Cytowany fragment ->
┄┄┄┄┄┄┄┄┄┄┄┄┄┄┄┄┄┄┄┄
• Kino
  • Mapa
  • Ogłoszenia
  • Forum
  • Komunikacja
  • Raport

Wojewódzka Inspekcja Ochrony Środowiska: uniknięto przyduchy na Motławie po awarii przepompowni

Maciej Naskręt
22 maja 2018 (artykuł sprzed 6 lat) 
Ścieki płynące w minionym tygodniu Motławą Ścieki płynące w minionym tygodniu Motławą

Z danych Wojewódzkiej Inspekcji Ochrony Środowiska w Gdańsku, która podlega ministerialnym urzędnikom, wynika, że na Motławie po awarii przepompowni zobacz na mapie Gdańska nie było niebezpiecznej przyduchy, która przyczyniłaby się do katastrofy ekologicznej. Eksperci twierdzą, że pomogły m.in. barki, do których pompowano najgęstsze ścieki.



Czy z powodu zrzutu ścieków zrezygnujesz z wypoczynku nad morzem?

Przez cztery dni - od wtorku do piątku - pracownicy spółki Saur Neptun Gdańsk pracowali nad usunięciem awarii w przepompowni na Ołowiance. Pomagali im strażacy, a także pracownicy innych spółek miejskich - GIWK-u i Gdańskich Wód.

Ze względu na spiętrzenie ścieków w sieci kanalizacyjnej i groźbę podtopienia ściekami piwnic na terenie Dolnego Miasta Gdańska, SNG zdecydowało się odprowadzić ścieki do Motławy poprzez wylot awaryjny z przepompowni.

Do rzeki odprowadzane były ścieki nieoczyszczone z dolnego tarasu Gdańska i Dolnego Sopotu, w ilości ok. 50-60 mln litrów na dobę. Te nieczystości powinny trafiać do oczyszczalni ścieków Wschód.
┄┄┄┄┄┄┄┄┄┄┄┄┄┄┄┄┄┄┄┄
Zadania do wykonania ->
a) Jak streścić w dwóch zdaniach artykuł o awarii przepompowni na Ołowiance?
b) Jaka ilość ścieków trafiała na dobę do Motławy według artykułu o awarii przepompowni na Ołowiance?
c) Kontynuuj artykuł o awarii przepompowni na Ołowiance, zaczynając od zdania następującego po ostatnim zdaniu tekstu.

Dostarczone dane ->
┄┄┄┄┄┄┄┄┄┄┄┄┄┄┄┄┄┄┄┄
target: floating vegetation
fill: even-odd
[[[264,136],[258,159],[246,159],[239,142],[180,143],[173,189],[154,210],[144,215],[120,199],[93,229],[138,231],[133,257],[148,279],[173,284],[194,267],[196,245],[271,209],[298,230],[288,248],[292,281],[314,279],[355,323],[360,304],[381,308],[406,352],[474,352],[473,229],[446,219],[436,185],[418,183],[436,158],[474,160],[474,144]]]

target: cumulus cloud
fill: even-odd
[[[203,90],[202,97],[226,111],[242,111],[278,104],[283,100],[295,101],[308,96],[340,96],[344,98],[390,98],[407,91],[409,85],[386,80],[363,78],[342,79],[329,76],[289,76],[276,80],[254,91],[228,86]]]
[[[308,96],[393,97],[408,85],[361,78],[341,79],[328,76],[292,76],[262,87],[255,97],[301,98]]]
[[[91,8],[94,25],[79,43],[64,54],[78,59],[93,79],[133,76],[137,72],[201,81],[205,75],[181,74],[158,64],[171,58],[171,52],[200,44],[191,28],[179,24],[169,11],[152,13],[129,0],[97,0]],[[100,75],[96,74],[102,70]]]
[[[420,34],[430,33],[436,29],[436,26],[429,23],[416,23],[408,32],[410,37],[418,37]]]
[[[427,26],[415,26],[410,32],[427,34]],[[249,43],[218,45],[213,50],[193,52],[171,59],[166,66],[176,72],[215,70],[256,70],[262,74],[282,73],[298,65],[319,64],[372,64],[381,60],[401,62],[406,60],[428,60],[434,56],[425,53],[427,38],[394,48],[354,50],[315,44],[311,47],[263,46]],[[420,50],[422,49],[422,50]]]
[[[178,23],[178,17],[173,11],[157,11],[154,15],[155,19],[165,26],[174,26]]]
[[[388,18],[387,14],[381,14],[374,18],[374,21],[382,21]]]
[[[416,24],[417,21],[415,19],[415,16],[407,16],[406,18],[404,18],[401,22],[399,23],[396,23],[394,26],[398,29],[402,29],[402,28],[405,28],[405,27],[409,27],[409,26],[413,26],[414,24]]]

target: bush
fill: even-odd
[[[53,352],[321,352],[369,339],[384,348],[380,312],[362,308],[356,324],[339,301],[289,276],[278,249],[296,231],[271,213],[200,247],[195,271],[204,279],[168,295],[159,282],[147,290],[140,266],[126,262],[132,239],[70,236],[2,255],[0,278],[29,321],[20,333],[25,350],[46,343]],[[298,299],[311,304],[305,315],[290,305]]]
┄┄┄┄┄┄┄┄┄┄┄┄┄┄┄┄┄┄┄┄
Odpowiedzi do ćwiczenia ->
a) Według danych Wojewódzkiej Inspekcji Ochrony Środowiska w Gdańsku po awarii przepompowni na Motławie nie doszło do niebezpiecznej przyduchy, w czym zdaniem ekspertów pomogły m.in. barki, do których pompowano najgęstsze ścieki. Przez cztery dni pracownicy spółki Saur Neptun Gdańsk, wspierani przez strażaków oraz pracowników GIWK-u i Gdańskich Wód, usuwali awarię, a ze względu na groźbę podtopienia piwnic na Dolnym Mieście spółka odprowadzała do rzeki ok. 50-60 mln litrów nieoczyszczonych ścieków na dobę.

b) Około 50-60 mln litrów na dobę.

c)
Sytuację szczegółowo monitorował, jak pisaliśmy już w piątek, Wojewódzki Inspektorat Ochrony Środowiska - organ podległy administracji rządowej. Jego pracownicy dokonywali szczegółowych pomiarów przed i w czasie zrzutu, jak również po jego zakończeniu.

Czytaj też: Po awarii przepompowni. Woda w Zatoce spełnia wymogi sanitarne

Natlenienie wody w Motławie w rejonie Ołowianki przed i w czasie zrzutu. Natlenienie wody w Motławie w rejonie Ołowianki przed i w czasie zrzutu.

Skutki zrzutu ścieków do Motławy



Zacznijmy od tego, że najważniejszym parametrem wody jest ilość rozpuszczonego w niej tlenu. Tlen jest dostarczany z powietrza ponad taflą wody, a także jest produkowany przez rośliny wodne. Za normę można uznać około 10 mg tlenu na litr wody, przy temperaturze 18 stopni Celsjusza (czyli jak w czasie awarii). Im temperatura wyższa, tym mniej tlenu w wodzie. Oszacowanie jego obecności zajmuje 1-2 dni robocze.

Teraz kwestia najważniejsza. Ubytek tlenu rozpuszczonego w odniesieniu do optymalnego świadczy o intensywnych procesach rozkładu materii organicznej, czyli także o zanieczyszczeniu wód.

Pracownicy WIOŚ badali, jak natlenienie zmieniało się przed i w trakcie zrzutu. O godz. 12:30 we wtorek, w wodach przy Ołowiance, poniżej miejsca zrzutu ścieków, natlenienie wynosiło 8,3 mg/l. W tym miejscu Motława niesie ze sobą już materiał organiczny z Żuław, stąd wynik był nieco poniżej normy wynoszącej 10 mg/l.

Po rozpoczęciu zrzutu awaryjnego ścieków o godz. 13 we wtorek, natlenienie wyraźnie spadło - do poziomu 5,9 mg/l. W środę wyniosło już 5,1 mg/l, a w czwartek było rekordowo niskie - 4,7 mg/l.


Tymczasem natlenienie na poziomie między 4-8 mg/l może oznaczać śmierć dla ryb takich jak pstrąg czy sandacz. Jednak ryby karpiowate poradzą sobie w takim środowisku, czyli właśnie karp, leszcz czy karaś.

Tzw. przyducha ma miejsce, gdy natlenienie wody wynosi od 0 do 1 mg/l. Zaczyna dochodzić do duszenia się ryb i obumierania roślinności. Wtedy można mówić o wystąpieniu katastrofy ekologicznej.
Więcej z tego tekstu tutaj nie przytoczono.